═════ 所附原文

Spark 版本配套表
名稱 |
版本 |
說明 |
Spark |
spark-2.3.0-bin-hadoop2.7 |
Spark |
mongo-java-driver-3.5.0.jar |
3.5 |
Mongo驅動 |
mongo-spark-connector_2.11-2.3.1.jar |
2.3 |
Mongo connect驅動 |
Spark 與mongoDb版本不匹配,導致報錯
需要spark使用mongoDB驅動版本mongo-spark-connector到spark與mongoDB配套的版本
Spark dirver 節點與執行節點python版本不匹配
Exception: Python in worker has different version 2.7 than that in driver 3.5, PySpark cannot run with different minor versions.Please check environment variables PYSPARK_PYTHON and PYSPARK_DRIVER_PYTHON are correctly set.
解決方法,配置 PYSPARK_PYTHON=/paic/spark/home/csmsopr/anaconda3/bin/python 環境變數
Hadoop目錄許可權問題
失敗日誌
2018-11-12 16:15:38 INFO SecurityManager:54 - Changing view acls to: csmsopr
2018-11-12 16:15:38 INFO SecurityManager:54 - Changing modify acls to: csmsopr
2018-11-12 16:15:38 INFO SecurityManager:54 - Changing view acls groups to:
2018-11-12 16:15:38 INFO SecurityManager:54 - Changing modify acls groups to:
2018-11-12 16:15:38 INFO SecurityManager:54 - SecurityManager: authentication disabled; ui acls disabled; users with view permissions: Set(csmsopr); groups with view permissions: Set(); users with modify permissions: Set(csmsopr); groups with modify permissions: Set()

══════════

任務一覽 =>
1. 在 Spark 版本配套文章中,driver 節點與執行節點的 Python 版本不一致時,給出的解決方法是設定哪個環境變數?
2. 請從 Spark 版本配套文章最後一句之後續寫下去。

═════ 資料列清單

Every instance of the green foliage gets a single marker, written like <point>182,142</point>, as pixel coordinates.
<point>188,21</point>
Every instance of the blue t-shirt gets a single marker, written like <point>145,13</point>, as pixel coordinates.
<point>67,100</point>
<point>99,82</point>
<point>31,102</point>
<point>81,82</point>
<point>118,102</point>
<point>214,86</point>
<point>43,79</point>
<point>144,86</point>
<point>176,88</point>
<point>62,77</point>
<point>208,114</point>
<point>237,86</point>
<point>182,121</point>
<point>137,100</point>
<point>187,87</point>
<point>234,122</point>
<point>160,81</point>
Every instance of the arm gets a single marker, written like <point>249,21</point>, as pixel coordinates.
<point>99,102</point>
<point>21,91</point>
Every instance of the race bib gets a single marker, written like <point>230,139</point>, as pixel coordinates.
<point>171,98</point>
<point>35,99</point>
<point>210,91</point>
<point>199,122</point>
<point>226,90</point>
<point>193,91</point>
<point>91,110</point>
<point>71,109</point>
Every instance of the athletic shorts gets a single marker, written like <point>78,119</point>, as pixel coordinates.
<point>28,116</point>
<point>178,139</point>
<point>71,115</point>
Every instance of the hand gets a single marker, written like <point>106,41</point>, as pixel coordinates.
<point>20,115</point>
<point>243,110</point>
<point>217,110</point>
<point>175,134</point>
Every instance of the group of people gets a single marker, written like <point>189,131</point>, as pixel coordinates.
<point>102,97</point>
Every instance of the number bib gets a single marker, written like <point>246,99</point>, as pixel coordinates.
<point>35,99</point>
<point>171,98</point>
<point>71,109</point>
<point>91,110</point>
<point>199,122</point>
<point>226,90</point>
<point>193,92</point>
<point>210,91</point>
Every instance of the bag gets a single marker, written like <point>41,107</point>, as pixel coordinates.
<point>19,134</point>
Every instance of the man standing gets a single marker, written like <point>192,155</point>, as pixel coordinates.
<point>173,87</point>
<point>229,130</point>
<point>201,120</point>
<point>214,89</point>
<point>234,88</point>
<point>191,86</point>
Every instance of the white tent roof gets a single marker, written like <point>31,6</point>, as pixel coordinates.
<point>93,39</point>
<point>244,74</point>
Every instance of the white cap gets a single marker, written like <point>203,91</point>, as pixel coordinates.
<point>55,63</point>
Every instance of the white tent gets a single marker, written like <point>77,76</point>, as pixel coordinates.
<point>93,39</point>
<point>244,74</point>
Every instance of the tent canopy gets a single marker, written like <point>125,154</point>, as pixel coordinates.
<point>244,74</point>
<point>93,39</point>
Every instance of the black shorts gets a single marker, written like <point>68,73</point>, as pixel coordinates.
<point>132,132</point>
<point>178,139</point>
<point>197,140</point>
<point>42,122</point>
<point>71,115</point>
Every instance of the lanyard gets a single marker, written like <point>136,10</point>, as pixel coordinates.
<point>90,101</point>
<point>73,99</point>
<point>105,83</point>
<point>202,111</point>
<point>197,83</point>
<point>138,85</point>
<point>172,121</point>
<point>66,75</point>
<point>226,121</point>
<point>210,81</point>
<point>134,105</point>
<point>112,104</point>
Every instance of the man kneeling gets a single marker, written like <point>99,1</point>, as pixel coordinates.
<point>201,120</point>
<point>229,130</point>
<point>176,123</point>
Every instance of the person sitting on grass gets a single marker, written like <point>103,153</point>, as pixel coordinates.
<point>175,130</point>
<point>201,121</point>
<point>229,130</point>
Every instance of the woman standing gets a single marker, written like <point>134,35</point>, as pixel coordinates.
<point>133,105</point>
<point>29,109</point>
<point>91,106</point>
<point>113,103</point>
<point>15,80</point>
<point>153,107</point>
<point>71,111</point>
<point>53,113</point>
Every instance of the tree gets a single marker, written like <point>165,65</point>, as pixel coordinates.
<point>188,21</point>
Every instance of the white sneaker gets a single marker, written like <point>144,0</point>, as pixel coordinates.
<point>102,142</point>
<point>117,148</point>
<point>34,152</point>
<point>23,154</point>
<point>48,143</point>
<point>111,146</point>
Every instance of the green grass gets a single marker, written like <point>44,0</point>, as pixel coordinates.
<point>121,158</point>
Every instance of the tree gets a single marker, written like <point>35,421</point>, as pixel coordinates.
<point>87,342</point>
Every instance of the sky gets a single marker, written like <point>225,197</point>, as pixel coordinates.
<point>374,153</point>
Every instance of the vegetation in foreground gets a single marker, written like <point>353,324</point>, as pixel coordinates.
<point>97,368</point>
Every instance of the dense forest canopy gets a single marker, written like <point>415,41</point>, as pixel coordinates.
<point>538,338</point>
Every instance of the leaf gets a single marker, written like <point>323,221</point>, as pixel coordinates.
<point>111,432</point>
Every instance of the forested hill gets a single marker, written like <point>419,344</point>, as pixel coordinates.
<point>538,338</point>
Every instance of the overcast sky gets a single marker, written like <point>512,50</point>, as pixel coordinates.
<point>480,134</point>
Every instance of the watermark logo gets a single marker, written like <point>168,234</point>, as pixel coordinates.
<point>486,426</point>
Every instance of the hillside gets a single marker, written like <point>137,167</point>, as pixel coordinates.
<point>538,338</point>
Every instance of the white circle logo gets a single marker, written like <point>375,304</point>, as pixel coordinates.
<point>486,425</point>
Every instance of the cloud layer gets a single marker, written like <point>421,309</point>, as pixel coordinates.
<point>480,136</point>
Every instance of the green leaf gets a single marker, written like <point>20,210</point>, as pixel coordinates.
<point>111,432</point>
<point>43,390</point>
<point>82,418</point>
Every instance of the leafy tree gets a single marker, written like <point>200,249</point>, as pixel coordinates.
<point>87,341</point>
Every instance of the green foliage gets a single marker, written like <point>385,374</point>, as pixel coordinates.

══════════

逐題答案 =>
1. 設定環境變數 PYSPARK_PYTHON=/paic/spark/home/csmsopr/anaconda3/bin/python。

2.
2018-11-12 16:15:38 INFO Client:54 - Submitting application application_1541659438825_0044 to ResourceManager
Traceback (most recent call last):
File "/lzp/submit_task.py", line 9, in <module>
sc = SparkContext()
File "/lzp/spark-2.3.2-bin-hadoop2.7/python/lib/pyspark.zip/pyspark/context.py", line 118, in __init__
File "/lzp/spark-2.3.2-bin-hadoop2.7/python/lib/pyspark.zip/pyspark/context.py", line 180, in _do_init
File "/lzp/spark-2.3.2-bin-hadoop2.7/python/lib/pyspark.zip/pyspark/context.py", line 290, in _initialize_context
File "/lzp/spark-2.3.2-bin-hadoop2.7/python/lib/py4j-0.10.7-src.zip/py4j/java_gateway.py", line 1525, in __call__
File "/lzp/spark-2.3.2-bin-hadoop2.7/python/lib/py4j-0.10.7-src.zip/py4j/protocol.py", line 328, in get_return_value
py4j.protocol.Py4JJavaError: An error occurred while calling None.org.apache.spark.api.java.JavaSparkContext.
: org.apache.hadoop.security.AccessControlException: Permission denied: user=root, access=WRITE, inode="/user/root/.sparkStaging/application_1541659438825_0024":csmsopr:supergroup:drwxr-xr-x
at org.apache.hadoop.hdfs.server.namenode.FSPermissionChecker.check(FSPermissionChecker.java:319)
at org.apache.hadoop.hdfs.server.namenode.FSPermissionChecker.check(FSPermissionChecker.java:292)
at org.apache.hadoop.hdfs.server.namenode.FSPermissionChecker.checkPermission(FSPermissionChecker.java:213)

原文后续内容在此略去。